Excerpts from a dataset on object pointing
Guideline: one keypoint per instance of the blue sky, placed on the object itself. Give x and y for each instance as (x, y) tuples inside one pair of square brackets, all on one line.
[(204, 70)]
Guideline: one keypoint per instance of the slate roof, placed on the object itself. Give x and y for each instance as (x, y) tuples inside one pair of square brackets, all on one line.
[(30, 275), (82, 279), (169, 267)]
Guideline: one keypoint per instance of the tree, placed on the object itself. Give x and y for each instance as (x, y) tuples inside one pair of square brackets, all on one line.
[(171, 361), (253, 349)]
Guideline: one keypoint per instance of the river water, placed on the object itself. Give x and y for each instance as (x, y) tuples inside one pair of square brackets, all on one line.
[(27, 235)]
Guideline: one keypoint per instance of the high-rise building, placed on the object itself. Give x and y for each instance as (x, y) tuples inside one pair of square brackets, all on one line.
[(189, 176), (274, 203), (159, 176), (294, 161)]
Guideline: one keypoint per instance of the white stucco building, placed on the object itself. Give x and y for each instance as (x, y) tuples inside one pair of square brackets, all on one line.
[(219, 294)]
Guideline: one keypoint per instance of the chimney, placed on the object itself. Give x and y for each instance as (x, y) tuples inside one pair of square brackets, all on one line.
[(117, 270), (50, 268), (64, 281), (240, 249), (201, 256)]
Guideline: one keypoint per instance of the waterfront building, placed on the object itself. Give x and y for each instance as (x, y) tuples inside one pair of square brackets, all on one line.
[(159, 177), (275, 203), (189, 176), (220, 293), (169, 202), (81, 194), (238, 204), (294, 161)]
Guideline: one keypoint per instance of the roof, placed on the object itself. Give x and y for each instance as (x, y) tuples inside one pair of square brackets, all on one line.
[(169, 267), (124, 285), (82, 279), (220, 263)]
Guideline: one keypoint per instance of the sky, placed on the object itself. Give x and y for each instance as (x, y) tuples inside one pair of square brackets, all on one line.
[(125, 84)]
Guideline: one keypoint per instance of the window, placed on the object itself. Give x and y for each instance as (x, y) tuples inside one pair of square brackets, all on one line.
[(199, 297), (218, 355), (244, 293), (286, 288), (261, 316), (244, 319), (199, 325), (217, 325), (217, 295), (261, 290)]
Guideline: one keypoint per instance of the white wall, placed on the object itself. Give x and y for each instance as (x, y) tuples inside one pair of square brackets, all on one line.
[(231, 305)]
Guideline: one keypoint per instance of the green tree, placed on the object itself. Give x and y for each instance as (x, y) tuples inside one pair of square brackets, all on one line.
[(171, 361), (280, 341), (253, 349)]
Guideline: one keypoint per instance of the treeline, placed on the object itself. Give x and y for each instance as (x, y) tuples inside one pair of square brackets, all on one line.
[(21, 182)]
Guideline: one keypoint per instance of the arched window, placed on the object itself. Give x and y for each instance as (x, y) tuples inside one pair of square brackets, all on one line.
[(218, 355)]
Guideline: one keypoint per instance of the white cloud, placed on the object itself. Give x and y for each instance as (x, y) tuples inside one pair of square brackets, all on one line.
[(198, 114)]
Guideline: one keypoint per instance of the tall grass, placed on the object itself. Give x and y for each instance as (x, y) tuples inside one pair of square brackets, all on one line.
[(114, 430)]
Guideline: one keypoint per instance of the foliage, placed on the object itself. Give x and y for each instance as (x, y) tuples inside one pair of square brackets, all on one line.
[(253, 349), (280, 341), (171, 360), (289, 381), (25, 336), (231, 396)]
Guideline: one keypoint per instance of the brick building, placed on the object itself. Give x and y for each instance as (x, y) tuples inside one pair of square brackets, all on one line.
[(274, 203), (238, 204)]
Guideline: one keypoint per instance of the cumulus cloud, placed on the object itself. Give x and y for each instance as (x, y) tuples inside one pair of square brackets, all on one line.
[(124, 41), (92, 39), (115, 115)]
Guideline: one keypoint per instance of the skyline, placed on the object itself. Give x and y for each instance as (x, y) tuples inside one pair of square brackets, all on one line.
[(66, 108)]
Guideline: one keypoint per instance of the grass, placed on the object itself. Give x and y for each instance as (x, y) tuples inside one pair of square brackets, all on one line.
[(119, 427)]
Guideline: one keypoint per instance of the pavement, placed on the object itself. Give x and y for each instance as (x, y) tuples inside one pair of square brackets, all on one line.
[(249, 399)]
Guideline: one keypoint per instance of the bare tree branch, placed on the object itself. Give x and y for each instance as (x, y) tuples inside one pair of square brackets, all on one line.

▸ **WHAT THE EXERCISE ASKS**:
Please resize the records from the line that has "Guideline: one keypoint per instance of the foliage, placed" through the line that has "[(274, 203), (238, 204)]" by multiplying every x and y coordinate in the answers by 1.4 and rounding to whole numbers, with halves rounded up. Give back only those lines, guideline lines included and unchanged.

▸ **RESULT OF THE TASK**:
Guideline: one keypoint per instance of the foliage, placed on the object itself. Give x and y for each instance as (x, y) tuples inside one pair of square brackets, all on one line.
[(354, 489), (392, 477), (239, 504), (405, 533), (35, 470), (323, 554)]
Guideline: one keypoint per instance of the brick building, placed on the object itself. Give x and y for each instance as (x, y) tuples inside one pair of square brackets, all on one line.
[(384, 284), (333, 286)]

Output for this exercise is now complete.